INPUT ROWS
☆ ☆ ☆ ☆

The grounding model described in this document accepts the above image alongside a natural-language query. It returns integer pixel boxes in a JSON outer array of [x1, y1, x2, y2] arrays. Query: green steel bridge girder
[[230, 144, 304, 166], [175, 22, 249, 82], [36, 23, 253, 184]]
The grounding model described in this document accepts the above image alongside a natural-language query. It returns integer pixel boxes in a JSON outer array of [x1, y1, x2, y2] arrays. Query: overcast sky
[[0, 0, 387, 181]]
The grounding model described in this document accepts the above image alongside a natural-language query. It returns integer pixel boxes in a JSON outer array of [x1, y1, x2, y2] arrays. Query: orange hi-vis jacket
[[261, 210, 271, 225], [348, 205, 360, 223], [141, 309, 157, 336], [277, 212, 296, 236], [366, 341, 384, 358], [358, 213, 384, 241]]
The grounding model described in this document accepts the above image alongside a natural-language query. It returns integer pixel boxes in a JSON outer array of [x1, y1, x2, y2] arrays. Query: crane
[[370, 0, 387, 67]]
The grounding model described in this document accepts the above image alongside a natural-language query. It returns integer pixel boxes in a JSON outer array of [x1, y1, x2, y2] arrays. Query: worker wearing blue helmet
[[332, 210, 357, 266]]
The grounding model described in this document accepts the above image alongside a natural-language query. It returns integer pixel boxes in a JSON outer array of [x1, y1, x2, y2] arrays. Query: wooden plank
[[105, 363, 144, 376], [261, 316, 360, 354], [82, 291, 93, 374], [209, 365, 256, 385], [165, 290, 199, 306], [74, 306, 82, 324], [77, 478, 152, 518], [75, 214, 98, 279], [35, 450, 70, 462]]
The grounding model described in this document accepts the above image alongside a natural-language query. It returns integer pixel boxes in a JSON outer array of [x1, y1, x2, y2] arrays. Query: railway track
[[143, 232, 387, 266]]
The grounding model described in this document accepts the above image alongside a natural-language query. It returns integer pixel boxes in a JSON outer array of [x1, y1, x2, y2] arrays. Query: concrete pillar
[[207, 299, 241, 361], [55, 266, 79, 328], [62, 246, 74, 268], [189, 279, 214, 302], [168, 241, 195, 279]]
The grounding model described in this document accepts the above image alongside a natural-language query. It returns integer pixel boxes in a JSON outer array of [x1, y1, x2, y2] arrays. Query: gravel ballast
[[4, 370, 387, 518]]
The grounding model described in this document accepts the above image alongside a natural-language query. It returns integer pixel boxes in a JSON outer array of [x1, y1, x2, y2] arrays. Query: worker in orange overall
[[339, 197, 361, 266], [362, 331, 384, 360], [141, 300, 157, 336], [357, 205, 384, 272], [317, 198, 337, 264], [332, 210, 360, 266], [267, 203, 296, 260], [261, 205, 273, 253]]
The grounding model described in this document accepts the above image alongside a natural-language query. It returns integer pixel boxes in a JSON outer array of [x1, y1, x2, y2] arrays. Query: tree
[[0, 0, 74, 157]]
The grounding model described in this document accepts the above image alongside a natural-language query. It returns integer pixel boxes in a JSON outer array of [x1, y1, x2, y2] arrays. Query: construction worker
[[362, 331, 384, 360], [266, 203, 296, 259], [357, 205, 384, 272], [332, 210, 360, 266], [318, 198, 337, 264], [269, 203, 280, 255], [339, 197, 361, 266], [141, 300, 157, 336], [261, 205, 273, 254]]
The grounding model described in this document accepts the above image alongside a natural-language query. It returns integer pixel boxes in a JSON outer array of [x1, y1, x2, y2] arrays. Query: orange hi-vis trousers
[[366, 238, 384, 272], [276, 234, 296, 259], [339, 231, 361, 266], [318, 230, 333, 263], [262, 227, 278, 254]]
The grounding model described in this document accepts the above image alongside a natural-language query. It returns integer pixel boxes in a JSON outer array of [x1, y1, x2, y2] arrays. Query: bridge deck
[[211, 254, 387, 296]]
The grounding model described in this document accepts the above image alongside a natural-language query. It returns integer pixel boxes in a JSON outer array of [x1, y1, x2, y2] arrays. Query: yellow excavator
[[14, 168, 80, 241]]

☆ ☆ ☆ ☆

TO DO
Can you rewrite every row above as a numbered list, dropping any blank lines?

EXERCISE RESPONSE
1. The grounding model described in this document accepts the above image alongside a natural-language query. It returns integer pixel boxes in a JSON outer array of [x1, y1, x2, y2] arrays. Query: green steel bridge girder
2. [[230, 144, 304, 166], [175, 22, 249, 82], [36, 23, 253, 184]]
3. The grounding model described in this document accepts the above image alongside a natural-language query. It returns integer pixel boxes in a JSON outer array of [x1, y1, x2, y2] arrays. Query: overcast sky
4. [[0, 0, 387, 181]]
5. The grounding model described in this document accepts the above image alongside a natural-language query. It returns integer pixel boxes in a JSON outer array of [x1, y1, x2, y2] arrays. Query: orange hi-vis jacket
6. [[261, 210, 271, 225], [348, 205, 360, 223], [141, 309, 157, 336], [277, 212, 296, 236], [366, 341, 384, 358], [358, 213, 384, 241]]
7. The grounding model described in this document accepts the above image alongside a natural-language query. It returns integer pixel boxes in a JSON outer array of [x1, y1, x2, y2] arrays. Query: crane
8. [[370, 0, 387, 67]]
9. The grounding model described in this document accepts the above image alongside a natural-language query. It returns integer pixel boxes in a JSON outer array of [x1, y1, x2, y2] arrays. Query: worker wearing blue helmet
10. [[332, 210, 357, 266]]
11. The grounding model described in this document accepts the above image alongside a natural-language query. It returns integer pixel boxes in a JSON outer array of [x1, y1, x2, y2] arrays. Query: wooden plank
12. [[105, 363, 144, 376], [261, 316, 360, 354], [82, 291, 93, 374], [209, 365, 256, 385], [165, 290, 199, 306], [74, 306, 82, 324], [77, 478, 152, 518], [75, 214, 98, 279], [35, 450, 70, 462]]
13. The grounding model described in this document accepts the above image alongside a natural-language query. It returns integer pixel boxes in a JSON outer array of [x1, y1, x2, y2] arrays. Query: railway track
14. [[143, 232, 387, 266]]
15. The grounding model described in this document accepts the above image alongside a natural-language query. It returns integer pixel boxes in a JSON outer array of [x1, y1, x2, y2] arrays. Query: concrete pillar
16. [[207, 299, 241, 361], [55, 266, 79, 328], [62, 246, 74, 268], [189, 279, 214, 302], [168, 241, 195, 279]]
17. The grounding model described in this document accepts the above image alongside a natural-language query. It returns integer pixel boxes in a JSON outer array of [x1, y1, x2, y2] arrays. Query: gravel ballast
18. [[4, 370, 387, 518]]
19. The grounding model described in this document accepts the above image alongside a natural-language query. It returns integer pixel boxes in a JSON outer array of [x1, y1, x2, y2] arrays. Query: worker in orange overall
20. [[339, 197, 361, 266], [362, 331, 384, 360], [141, 300, 157, 336], [357, 205, 384, 272], [317, 198, 337, 264], [332, 210, 360, 266], [267, 203, 296, 260], [261, 205, 273, 253]]
21. The grounding model described in this document accepts the above image alongside a natural-language query. It returns integer pixel boxes in a JSON outer array of [x1, y1, x2, y2] arrays. Query: tree
22. [[0, 0, 74, 157]]
23. The grounding model described in this document accepts the above image alongside a natural-language query. It returns integer pixel boxes in a JSON outer array of [x1, y1, x2, y2] arrays. Query: construction worker
24. [[362, 331, 384, 360], [266, 203, 296, 259], [357, 205, 384, 272], [332, 210, 360, 266], [318, 198, 337, 264], [269, 203, 280, 255], [339, 197, 361, 266], [141, 300, 157, 336], [261, 205, 273, 254]]
25. The grounding model described in this document accepts the above image alongside a natural-language query. It returns integer pixel boxes in a JSON outer array of [x1, y1, x2, y2] arrays. Query: orange hi-vis trousers
26. [[366, 238, 384, 272], [276, 234, 296, 259], [339, 231, 361, 266], [318, 230, 333, 263], [262, 227, 278, 254]]
27. The grounding model described in this document accepts the above image alongside a natural-language query. It returns integer pixel boxes in a JSON outer array of [x1, y1, x2, y2] arrays. Query: bridge deck
28. [[211, 254, 387, 296]]
29. The grounding model described in this document accepts the above image alongside a natural-language query. It returns integer pixel boxes in a JSON outer array of [x1, y1, x2, y2] arrays. Query: yellow excavator
30. [[14, 168, 80, 241]]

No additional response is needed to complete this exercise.